Gather every line of the records below that contains the word "green", and copy each of those lines in full. Match the word's case exactly.

## Dataset extract
┏━━
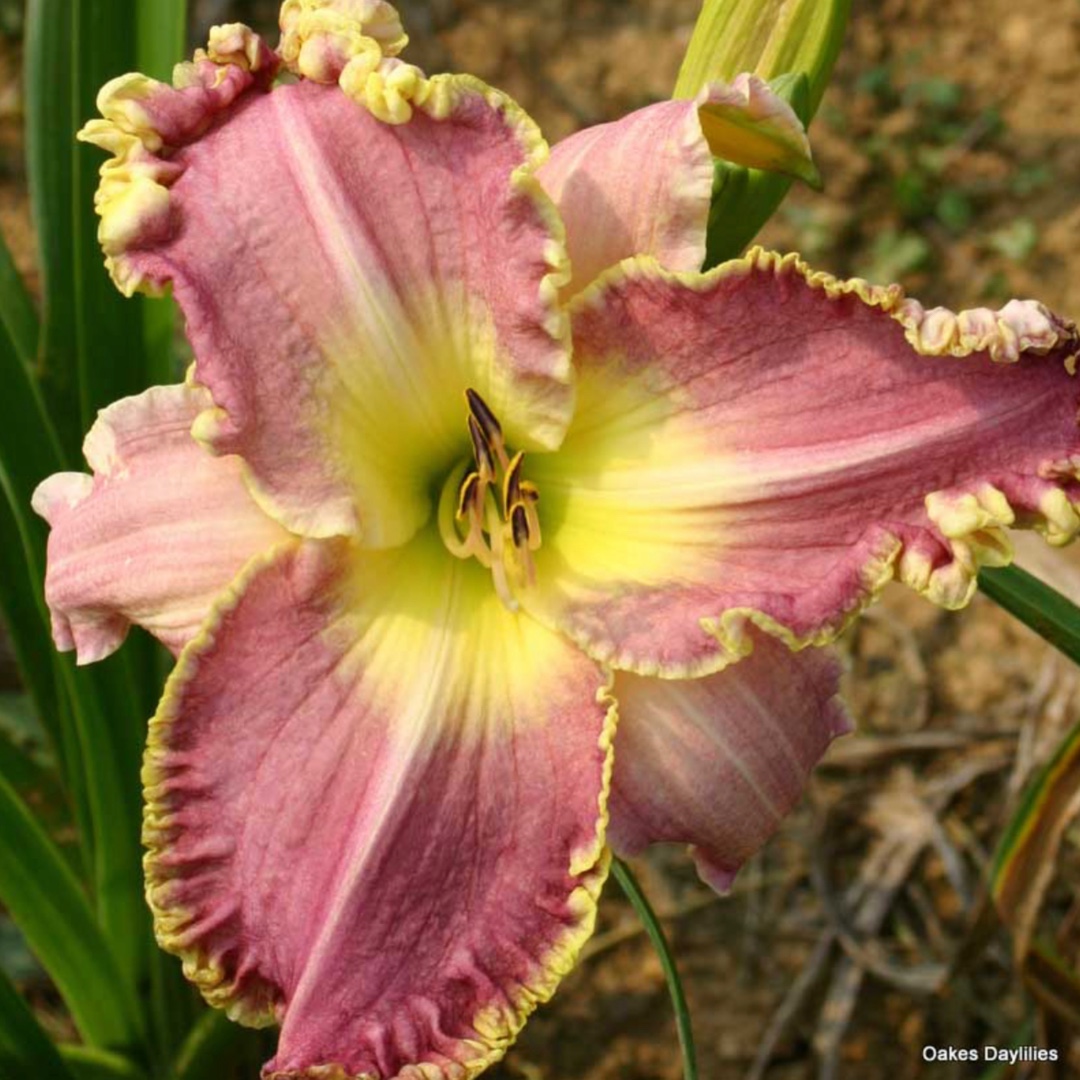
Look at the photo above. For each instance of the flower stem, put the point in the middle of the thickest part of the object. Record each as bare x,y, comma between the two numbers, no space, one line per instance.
629,885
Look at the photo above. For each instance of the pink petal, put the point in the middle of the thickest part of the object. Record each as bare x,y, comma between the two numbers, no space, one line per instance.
375,810
640,185
718,761
767,445
643,185
345,280
157,532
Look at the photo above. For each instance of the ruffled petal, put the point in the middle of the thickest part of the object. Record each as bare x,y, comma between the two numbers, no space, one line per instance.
376,810
153,536
718,761
767,445
643,185
346,279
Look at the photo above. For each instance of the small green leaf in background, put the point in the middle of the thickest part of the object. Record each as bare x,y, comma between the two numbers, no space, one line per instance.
793,40
1027,855
43,898
26,1051
85,1063
1045,610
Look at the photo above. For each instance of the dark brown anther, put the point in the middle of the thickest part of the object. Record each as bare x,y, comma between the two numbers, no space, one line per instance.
467,495
520,526
484,416
512,484
482,448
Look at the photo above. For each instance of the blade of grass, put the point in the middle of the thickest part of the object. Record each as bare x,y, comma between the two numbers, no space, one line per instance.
17,316
96,723
211,1048
1027,856
629,885
162,37
44,899
1049,613
92,353
85,1063
50,105
25,1049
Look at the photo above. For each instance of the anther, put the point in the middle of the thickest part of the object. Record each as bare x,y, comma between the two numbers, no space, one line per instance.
467,496
484,416
512,484
482,449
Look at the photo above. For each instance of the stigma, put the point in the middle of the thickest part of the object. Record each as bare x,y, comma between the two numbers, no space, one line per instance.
487,511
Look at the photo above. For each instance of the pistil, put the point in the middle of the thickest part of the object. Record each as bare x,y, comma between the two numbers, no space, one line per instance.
487,511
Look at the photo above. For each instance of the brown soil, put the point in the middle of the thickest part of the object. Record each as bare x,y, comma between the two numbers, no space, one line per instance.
950,148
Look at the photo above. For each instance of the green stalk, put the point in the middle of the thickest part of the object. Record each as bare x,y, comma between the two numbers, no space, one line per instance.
629,885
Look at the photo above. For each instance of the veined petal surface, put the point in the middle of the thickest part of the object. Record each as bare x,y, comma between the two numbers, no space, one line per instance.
643,185
345,280
718,761
376,810
767,445
153,536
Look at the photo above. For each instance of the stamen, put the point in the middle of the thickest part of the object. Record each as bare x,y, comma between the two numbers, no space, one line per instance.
520,526
488,512
512,484
467,495
482,449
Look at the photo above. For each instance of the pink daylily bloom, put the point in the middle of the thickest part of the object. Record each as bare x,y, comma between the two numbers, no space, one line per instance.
474,566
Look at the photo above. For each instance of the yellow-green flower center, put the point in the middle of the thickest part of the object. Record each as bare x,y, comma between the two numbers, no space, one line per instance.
486,510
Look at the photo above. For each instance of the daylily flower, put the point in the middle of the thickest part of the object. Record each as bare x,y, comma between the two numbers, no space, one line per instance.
431,518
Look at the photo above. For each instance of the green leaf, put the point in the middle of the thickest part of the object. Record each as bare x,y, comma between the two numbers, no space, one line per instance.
212,1044
629,885
44,899
88,1063
92,346
1049,613
162,37
25,1049
95,720
17,316
768,37
161,43
1026,859
93,351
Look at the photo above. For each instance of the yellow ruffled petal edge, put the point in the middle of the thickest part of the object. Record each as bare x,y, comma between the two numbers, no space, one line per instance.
972,522
497,1027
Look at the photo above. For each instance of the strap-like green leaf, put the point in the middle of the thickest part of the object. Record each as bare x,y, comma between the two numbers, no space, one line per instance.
211,1045
162,37
629,885
88,1063
44,899
25,1049
17,316
1049,613
92,346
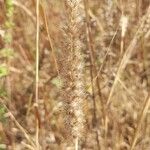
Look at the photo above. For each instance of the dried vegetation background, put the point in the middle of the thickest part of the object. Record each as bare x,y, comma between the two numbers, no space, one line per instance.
102,51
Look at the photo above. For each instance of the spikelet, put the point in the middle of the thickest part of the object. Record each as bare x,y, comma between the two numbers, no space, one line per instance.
72,71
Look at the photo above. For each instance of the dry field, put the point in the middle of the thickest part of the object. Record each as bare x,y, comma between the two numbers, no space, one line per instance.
74,74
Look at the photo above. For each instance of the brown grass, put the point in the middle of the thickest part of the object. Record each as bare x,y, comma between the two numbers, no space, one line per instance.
84,64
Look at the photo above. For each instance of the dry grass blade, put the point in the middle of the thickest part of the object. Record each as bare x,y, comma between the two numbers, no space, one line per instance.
141,118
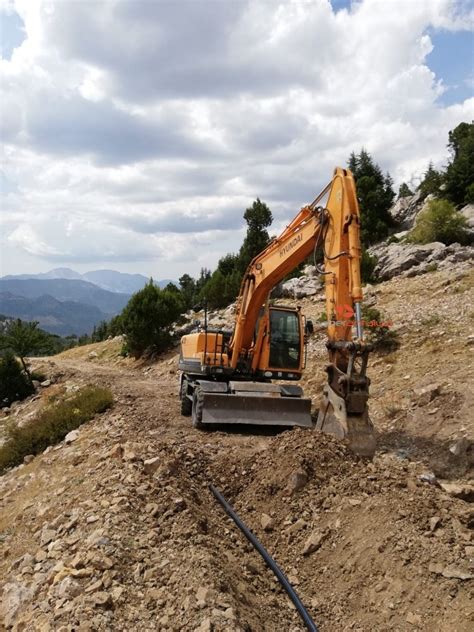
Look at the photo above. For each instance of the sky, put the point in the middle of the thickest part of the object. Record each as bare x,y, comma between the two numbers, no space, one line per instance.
135,133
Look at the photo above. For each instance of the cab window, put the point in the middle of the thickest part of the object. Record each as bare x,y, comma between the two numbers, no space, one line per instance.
284,340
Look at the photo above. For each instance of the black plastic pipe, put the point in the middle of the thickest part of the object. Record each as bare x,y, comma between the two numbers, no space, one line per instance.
270,562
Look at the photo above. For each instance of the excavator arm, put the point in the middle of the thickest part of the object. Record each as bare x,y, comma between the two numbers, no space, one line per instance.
227,378
335,228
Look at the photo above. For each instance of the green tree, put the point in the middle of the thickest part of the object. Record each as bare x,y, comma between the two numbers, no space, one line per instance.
204,277
148,316
258,218
187,286
375,194
100,332
439,221
459,178
14,383
432,181
114,327
404,190
24,338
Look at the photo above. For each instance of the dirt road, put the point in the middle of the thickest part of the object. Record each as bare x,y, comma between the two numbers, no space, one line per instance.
117,530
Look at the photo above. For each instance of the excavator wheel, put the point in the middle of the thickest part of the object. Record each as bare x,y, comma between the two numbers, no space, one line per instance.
186,404
198,403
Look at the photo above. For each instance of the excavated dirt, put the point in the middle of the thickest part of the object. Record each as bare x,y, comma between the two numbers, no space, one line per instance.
118,530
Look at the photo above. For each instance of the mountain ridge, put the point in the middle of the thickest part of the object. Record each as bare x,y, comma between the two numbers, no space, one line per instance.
111,280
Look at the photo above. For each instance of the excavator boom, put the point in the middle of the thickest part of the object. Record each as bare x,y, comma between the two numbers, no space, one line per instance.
227,378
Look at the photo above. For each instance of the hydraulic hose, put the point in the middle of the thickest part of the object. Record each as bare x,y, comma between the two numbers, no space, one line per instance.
270,562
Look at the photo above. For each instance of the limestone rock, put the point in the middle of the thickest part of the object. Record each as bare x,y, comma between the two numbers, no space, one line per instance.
15,595
425,394
267,522
297,481
313,543
71,436
151,465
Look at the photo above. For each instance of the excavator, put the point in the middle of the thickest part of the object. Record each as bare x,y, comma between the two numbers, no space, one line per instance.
226,377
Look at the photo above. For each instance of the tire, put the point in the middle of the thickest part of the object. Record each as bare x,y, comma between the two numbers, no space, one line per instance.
198,403
186,404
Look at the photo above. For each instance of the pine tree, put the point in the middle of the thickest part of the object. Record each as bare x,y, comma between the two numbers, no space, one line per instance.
404,190
148,316
459,178
258,218
375,194
14,383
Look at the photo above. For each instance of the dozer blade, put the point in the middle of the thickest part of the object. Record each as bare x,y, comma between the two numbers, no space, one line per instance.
356,430
221,408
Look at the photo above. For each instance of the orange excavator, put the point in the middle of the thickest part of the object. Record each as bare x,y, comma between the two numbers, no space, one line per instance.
226,377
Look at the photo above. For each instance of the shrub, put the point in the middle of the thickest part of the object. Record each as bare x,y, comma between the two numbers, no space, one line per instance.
14,383
439,221
147,318
52,424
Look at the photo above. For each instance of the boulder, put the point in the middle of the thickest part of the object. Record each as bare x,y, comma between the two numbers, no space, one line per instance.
405,210
412,259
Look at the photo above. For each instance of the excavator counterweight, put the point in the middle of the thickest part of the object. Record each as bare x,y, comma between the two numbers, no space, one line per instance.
229,377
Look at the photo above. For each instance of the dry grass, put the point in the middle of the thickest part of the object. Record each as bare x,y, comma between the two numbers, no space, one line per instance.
52,424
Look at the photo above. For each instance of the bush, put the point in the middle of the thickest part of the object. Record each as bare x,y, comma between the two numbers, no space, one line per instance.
52,424
147,318
14,383
439,221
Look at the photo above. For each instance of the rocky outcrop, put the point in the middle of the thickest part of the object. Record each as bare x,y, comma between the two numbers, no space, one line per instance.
412,259
308,284
406,209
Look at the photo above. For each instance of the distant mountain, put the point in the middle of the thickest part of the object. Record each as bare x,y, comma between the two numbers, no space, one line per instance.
110,280
66,290
57,317
116,281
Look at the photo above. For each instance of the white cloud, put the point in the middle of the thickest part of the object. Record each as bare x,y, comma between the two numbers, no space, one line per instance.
139,131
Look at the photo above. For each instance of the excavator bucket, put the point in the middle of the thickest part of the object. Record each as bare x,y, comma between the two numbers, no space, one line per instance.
254,408
355,429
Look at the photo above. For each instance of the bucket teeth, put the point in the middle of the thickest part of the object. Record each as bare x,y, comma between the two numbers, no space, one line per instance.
356,430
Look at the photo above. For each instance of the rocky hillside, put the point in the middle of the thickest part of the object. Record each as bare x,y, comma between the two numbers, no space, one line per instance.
115,528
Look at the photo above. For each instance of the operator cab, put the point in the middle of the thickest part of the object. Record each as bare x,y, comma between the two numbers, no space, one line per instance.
285,339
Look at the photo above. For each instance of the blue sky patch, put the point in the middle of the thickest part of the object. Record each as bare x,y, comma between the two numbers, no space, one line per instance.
12,33
452,60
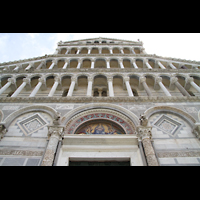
┗━━
## Solution
Look at the photo above. For each instance of the small green leaf in background, put the point in the middle of the thickest part of the object. Record each as bare x,y, comma between the two numbers, no space, one line per instance.
Look at the photo above. For each instance of the green stalk, put the point in the middle of the thickest part of the object. Record each as bare x,y, comma between the two numbers, no space, one line per instance.
Look at the photo above. For each instance of the yellow-green flower center, put the point in the middle of the thickest part of the object. Record each as bare x,y, comma between the two numbers, no space, one line per instance.
Look at the photo above. For each instance of the green leaf, put the point in the middle of the thickest part of the object. Record each as bare x,y, comma between the two numbers, no space, one line per instance.
Look at the photo above. For each instance of the strap-like green leaf, put the point in the middle of the thickest part of the object. Record each as bare x,y, comma between the two numbers, no space, one line per instance.
Look at the photo above. For each instance of the green tree, put the point in the middle of the thickest part of the object. Record each as bare x,y, comma between the two numbers, no space, one line per instance.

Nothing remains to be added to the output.